What is expected ::
Pull out every line in the rows below that contains the word "worker", and copy each one in full.

Supplied data ::
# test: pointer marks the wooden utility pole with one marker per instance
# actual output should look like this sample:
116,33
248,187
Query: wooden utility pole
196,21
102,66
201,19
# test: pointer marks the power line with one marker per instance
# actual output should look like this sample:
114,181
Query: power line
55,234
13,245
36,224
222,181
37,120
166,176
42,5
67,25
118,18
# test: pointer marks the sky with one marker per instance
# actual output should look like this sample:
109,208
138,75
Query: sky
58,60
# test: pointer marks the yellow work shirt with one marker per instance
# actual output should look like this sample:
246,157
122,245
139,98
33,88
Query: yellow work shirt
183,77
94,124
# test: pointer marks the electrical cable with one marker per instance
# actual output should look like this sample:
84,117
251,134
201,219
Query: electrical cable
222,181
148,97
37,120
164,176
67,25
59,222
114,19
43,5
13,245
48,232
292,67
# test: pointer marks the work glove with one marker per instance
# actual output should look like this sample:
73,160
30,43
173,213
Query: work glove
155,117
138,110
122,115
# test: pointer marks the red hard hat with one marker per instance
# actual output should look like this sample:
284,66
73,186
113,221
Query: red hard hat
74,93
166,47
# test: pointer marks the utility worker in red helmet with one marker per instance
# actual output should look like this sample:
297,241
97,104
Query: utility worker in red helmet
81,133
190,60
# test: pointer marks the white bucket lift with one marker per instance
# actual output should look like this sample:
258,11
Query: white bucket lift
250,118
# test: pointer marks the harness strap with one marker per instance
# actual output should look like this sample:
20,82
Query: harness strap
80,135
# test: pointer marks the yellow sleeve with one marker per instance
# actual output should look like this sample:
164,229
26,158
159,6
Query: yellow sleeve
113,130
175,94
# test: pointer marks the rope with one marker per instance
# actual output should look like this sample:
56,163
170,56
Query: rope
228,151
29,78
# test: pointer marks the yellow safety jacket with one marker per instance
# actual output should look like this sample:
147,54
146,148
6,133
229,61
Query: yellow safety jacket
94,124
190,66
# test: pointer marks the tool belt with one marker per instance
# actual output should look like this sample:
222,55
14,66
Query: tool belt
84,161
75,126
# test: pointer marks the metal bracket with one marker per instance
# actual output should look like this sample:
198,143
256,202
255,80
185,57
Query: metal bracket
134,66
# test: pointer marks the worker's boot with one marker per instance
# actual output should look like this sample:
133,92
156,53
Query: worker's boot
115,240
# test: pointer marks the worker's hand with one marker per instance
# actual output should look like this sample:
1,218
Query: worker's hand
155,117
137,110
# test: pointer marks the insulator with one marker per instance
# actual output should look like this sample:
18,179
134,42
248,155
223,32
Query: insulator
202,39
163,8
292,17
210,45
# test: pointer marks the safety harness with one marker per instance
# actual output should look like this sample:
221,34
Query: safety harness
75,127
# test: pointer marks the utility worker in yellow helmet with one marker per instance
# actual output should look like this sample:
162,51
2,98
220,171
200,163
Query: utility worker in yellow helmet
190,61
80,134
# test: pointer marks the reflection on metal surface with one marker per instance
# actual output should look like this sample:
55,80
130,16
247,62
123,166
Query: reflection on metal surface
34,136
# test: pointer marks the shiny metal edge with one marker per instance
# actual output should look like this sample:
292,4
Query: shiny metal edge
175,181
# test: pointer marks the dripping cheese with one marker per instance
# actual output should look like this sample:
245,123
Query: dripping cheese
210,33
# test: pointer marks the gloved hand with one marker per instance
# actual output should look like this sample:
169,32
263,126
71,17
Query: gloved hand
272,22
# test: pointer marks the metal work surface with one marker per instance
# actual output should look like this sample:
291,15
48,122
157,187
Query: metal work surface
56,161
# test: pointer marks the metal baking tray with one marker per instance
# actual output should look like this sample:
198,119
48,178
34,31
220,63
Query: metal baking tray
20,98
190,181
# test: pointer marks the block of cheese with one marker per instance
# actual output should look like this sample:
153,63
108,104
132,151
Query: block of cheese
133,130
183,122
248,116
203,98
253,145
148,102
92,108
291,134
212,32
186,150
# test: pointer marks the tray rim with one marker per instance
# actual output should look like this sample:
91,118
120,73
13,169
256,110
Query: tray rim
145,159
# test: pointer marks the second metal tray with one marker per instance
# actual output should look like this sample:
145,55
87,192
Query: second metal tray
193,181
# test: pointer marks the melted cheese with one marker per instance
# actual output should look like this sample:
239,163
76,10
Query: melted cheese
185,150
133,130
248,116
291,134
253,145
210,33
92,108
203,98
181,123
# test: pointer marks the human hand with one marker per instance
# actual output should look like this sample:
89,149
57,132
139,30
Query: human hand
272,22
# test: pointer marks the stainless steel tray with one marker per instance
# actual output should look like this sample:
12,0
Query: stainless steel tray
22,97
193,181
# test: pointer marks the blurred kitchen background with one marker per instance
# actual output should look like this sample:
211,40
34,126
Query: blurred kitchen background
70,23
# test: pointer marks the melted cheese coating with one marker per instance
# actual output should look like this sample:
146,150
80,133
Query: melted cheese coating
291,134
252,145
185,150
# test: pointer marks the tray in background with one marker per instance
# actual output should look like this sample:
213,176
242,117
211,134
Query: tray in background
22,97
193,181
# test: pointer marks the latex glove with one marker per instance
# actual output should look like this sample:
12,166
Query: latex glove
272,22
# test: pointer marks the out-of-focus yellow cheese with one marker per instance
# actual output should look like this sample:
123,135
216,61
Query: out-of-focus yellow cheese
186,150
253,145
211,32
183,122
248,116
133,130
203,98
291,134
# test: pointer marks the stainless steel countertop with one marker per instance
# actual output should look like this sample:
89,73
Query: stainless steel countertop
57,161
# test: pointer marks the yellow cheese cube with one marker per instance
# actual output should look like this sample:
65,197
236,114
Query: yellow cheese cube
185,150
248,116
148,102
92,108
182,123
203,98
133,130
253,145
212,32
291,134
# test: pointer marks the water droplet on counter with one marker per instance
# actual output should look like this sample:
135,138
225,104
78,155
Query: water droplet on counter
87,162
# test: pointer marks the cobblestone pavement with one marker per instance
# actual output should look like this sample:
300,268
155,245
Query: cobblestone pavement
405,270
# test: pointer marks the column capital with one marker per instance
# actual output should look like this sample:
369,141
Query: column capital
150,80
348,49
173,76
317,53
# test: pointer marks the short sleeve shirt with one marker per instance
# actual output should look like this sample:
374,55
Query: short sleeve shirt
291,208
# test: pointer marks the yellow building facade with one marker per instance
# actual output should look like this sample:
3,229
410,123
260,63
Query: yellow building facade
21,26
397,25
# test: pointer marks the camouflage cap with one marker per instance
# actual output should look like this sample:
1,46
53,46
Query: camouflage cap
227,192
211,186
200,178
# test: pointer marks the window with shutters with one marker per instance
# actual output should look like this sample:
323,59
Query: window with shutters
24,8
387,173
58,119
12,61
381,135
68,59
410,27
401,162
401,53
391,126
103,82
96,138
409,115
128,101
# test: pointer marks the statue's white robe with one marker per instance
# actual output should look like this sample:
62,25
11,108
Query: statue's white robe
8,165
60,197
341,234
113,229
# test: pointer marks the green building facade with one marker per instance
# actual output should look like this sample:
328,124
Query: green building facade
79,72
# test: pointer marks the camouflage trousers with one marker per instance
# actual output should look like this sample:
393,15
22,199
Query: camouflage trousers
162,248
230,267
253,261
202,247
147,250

--

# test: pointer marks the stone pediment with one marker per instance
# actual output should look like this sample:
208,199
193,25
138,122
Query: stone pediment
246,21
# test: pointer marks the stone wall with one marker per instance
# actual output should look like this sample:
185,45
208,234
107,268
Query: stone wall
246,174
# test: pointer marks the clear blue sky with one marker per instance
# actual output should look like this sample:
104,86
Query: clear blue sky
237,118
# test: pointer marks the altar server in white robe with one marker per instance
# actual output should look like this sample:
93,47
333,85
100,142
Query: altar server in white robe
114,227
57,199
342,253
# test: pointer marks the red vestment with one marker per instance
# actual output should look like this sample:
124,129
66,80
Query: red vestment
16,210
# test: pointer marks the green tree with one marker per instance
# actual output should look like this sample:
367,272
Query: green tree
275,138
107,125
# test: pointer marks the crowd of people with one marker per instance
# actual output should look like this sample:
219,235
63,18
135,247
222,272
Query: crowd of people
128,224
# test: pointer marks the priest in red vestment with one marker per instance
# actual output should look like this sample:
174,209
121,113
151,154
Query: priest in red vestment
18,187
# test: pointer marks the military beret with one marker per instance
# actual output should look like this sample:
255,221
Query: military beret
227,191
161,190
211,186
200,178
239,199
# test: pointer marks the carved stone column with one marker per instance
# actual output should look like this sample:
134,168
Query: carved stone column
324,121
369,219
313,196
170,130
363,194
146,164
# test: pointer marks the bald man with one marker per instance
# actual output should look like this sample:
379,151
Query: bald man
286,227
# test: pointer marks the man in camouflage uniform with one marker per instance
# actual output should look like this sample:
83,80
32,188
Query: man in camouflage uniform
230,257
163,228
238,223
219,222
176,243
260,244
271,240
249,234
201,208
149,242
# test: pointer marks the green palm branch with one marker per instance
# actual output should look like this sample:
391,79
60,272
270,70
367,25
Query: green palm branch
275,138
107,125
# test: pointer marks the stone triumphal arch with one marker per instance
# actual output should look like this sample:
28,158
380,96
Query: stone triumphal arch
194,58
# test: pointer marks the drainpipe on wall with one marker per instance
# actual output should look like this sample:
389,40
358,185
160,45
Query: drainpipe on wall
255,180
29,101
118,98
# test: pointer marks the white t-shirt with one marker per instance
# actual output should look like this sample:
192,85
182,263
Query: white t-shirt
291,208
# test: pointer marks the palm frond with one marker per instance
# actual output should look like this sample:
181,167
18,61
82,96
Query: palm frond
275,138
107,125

Complete output ::
# test: pointer marks the utility worker in red helmet with one marker per instance
Query: utility worker in red helmet
# test: pointer marks the worker's boot with one marker per instance
Query: worker's boot
# test: pointer marks the worker's hand with one marker per instance
Query: worker's hand
# test: pointer marks the utility worker in yellow helmet with one marker per instance
Query: utility worker in yellow helmet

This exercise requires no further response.